## [Supplied passage]
____________________

Why glorifying drinking isn’t fair to either sex

Graphic by Alexa Hawksworth

Regional campaign in York, Ont., paints an overly simplistic picture of alcohol

You’ve cut the tag off your new black dress, curled your hair, paid your Uber driver and finally got past the bouncers in front of the club. Now, all that’s left to do is wait for “prince charming” to buy you the cosmopolitan you’ve been craving all week.

From song lyrics telling us to be on our worst behaviour to Hollywood blockbusters painting alcohol as the cure to a boring existence, pop culture wants us to believe the best nights of our lives are the ones we don’t remember. Partying is labelled as the defining element

of our youth.

Infatuated by the ideas of only living once and the fear of missing out, it’s no wonder so many of us perform the role of partiers willingly. We must be confident, bold and loose—and not just with each other, but with our drinks too.

According to the Canadian Centre of Substance Abuse, women are generally more vulnerable to the effects of alcohol than men for a variety of reasons, including less overall body weight and more fat tissue.

These facts prompted the regional municipality of York, in southern Ontario, to launch a campaign against binge drinking at the end of August, right before frosh week. While this seems like a good idea, many felt the campaign was inherently sexist.

The campaign’s poster depicts a young woman staring at her cellphone in horror alongside the slogan, “Don’t try to keep up with the guys.” At the bottom of the poster, the line reads: “It’s not just about keeping an eye on your drink, but how much you drink.” While done with good intentions, it is a message that shames, guilts and blames women.

The campaign was heavily criticized for suggesting women are at fault for their own victimization. Emphasizing the idea that women must control their drinking insinuates women can prevent bad things from happening to them so long as they don’t drink too much.

As a young woman, I found the ad problematic but not for the reason it came under fire. Yes, perpetuating the myth that drunk women are “asking for it” is undoubtedly problematic and wrong. Nonetheless, I appreciated that someone at least tried to expose the pressure women feel to live up to binge drinking standards.

What disappointed me about this ad was how it completely failed to communicate that this pressure is not put on us by men, but by the media.

By focusing on sex alone, the ad ignores critical factors which impact a person’s drinking habits—what age they started, how often they drink, if they’re drinking on a full stomach. None of these considerations have anything to do with sex, yet they have everything to do with a person’s susceptibility to alcohol.

____________________

Referring expression data:

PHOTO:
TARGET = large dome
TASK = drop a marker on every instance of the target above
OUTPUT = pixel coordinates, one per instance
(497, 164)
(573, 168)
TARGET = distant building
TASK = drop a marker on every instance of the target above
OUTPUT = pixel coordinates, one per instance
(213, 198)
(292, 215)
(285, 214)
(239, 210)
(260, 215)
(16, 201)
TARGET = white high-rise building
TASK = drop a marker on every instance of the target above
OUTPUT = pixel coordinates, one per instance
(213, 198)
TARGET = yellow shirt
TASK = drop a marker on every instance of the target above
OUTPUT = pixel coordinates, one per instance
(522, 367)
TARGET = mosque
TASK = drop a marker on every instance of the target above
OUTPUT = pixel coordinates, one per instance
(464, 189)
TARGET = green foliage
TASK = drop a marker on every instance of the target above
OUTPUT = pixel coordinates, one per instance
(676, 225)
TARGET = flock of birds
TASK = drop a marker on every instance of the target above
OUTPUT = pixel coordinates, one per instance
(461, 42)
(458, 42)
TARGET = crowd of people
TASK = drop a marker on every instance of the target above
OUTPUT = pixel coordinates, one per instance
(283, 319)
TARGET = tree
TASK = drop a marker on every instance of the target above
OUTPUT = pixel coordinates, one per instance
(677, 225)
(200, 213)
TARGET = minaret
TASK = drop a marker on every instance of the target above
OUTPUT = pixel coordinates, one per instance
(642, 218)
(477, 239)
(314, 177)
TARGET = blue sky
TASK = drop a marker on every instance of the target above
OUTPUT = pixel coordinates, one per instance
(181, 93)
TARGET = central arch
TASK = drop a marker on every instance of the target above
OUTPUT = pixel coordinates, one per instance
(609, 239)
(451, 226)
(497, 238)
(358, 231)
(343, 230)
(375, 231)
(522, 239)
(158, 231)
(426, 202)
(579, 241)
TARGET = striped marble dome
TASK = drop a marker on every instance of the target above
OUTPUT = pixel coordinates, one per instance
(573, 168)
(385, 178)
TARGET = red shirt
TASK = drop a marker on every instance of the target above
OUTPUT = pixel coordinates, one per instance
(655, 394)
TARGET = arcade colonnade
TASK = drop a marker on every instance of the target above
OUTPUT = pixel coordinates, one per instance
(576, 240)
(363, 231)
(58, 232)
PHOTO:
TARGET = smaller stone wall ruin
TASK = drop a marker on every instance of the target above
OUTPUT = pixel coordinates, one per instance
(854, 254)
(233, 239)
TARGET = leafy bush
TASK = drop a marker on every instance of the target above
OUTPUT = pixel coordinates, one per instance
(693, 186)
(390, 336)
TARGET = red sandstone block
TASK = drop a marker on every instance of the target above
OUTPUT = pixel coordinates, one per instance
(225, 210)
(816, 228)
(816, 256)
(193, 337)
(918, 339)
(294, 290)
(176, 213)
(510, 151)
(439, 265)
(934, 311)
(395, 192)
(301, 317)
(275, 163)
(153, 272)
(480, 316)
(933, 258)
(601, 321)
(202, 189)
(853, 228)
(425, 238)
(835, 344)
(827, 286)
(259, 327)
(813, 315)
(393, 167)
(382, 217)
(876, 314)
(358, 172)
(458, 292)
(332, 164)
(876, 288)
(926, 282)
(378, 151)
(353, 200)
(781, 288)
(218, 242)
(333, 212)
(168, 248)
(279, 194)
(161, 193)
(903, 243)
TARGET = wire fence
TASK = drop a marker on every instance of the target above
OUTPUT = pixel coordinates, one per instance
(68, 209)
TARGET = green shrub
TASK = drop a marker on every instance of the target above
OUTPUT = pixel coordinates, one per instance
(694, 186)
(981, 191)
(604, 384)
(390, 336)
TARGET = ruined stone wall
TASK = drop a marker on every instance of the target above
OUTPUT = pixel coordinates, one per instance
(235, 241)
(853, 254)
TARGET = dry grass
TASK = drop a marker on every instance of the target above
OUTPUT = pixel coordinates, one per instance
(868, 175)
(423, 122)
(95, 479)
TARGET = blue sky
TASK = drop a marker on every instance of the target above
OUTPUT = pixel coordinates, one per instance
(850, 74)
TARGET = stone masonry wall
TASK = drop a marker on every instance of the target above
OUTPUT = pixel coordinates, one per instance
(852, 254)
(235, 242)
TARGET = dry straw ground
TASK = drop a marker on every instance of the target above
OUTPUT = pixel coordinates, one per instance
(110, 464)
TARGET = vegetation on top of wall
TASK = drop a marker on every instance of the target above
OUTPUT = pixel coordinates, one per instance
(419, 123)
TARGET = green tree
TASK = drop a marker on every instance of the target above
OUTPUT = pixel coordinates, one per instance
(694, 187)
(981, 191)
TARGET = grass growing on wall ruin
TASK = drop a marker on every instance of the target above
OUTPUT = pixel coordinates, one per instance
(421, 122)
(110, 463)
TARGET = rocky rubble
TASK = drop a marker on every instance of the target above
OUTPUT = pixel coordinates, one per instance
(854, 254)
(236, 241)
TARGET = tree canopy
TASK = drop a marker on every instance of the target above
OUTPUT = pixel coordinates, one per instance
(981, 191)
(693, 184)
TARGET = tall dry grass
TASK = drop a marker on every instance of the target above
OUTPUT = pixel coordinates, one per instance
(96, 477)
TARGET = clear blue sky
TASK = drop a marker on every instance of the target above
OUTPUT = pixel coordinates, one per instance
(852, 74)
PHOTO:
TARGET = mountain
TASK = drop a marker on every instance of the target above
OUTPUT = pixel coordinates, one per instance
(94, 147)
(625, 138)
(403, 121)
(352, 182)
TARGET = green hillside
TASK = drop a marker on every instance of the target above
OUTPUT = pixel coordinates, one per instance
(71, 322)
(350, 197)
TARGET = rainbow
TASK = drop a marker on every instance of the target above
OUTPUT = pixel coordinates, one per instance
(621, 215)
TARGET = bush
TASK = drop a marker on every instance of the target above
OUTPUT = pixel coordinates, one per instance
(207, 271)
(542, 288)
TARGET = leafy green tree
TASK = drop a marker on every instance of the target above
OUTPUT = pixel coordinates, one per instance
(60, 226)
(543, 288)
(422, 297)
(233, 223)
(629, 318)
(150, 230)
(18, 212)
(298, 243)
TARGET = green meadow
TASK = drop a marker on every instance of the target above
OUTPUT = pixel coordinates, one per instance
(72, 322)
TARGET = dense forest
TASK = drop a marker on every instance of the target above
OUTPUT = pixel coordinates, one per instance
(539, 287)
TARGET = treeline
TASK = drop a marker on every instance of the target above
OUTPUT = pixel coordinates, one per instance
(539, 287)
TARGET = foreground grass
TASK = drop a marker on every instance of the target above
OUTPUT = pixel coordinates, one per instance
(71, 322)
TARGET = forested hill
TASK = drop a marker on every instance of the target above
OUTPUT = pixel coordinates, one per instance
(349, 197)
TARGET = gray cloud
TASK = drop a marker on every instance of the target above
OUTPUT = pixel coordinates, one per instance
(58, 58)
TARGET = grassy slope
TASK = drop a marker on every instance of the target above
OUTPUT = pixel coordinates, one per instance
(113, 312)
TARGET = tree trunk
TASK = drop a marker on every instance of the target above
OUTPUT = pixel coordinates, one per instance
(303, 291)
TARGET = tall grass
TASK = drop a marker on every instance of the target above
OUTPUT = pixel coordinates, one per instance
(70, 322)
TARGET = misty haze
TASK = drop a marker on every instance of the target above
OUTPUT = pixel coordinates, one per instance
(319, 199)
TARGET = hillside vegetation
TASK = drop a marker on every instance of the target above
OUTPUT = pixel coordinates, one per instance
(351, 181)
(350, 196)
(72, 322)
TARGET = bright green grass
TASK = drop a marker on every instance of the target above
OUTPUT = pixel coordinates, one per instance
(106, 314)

____________________

## [Apply what you read]
**A)** In the piece on glorifying drinking, swap "dress" for "gown" and write out the part starting at "Graphic by Alexa" and ending at "craving all week.".
**B)** Carry on the opinion piece about drinking and the York campaign, picking up right after its last sentence.
You won't need the listing for any of this.

## [Answer section]
**A)**
Graphic by Alexa Hawksworth

Regional campaign in York, Ont., paints an overly simplistic picture of alcohol

You’ve cut the tag off your new black gown, curled your hair, paid your Uber driver and finally got past the bouncers in front of the club. Now, all that’s left to do is wait for “prince charming” to buy you the cosmopolitan you’ve been craving all week.

**B)**
Both the media and the York ad campaign paint overly simplistic portrayals of alcohol. Cultural media, like television, music videos and song lyrics, paint binge drinking as an amazing escape. But being drunk doesn’t guarantee that you’ll feel bold or happy. In reality, being drunk triggers different responses, ranging from euphoria to depression. The ad campaign fails to communicate this, and instead paints binge drinking as a problem rooted in biology.

Even from a biological standpoint, though, the ad completely misses the point. I guess its creators forgot that tall women exist. Being 5-10 myself, I can attest to the fact that some women are able to take in more alcohol than “the guys” before ever feeling a thing.

The York campaign is problematic because it assumes that binge drinking is a pressure felt only by women. In reality, binge drinking is a pressure placed on both sexes by media which glamorizes the effects of alcohol. Pop culture places binge drinking on a pedestal. We are taught to praise alcohol for its ability to make us “go with the flow.” What many fail to realize, however, is that the media’s glamorization of alcohol instills pressures on us to behave in gender-specific ways. The stereotypical view perpetuated by mass media is that binge drinking is bold, confident and expected. Saying no is weak, boring and odd. These stereotypes apply whether you are male or female.

I believe the success of a responsible drinking campaign lies in exposing one very simple truth: the media profits off our compliance to gender stereotypes in nightlife culture. It’s up to us to reject the myth that masculinity and femininity are measured by how much you can or can’t drink.

Correction: A previous version of this article incorrectly identified the organization that created the binge drinking campaign. The campaign was launched by the regional municipality of York. The Concordian regrets the error.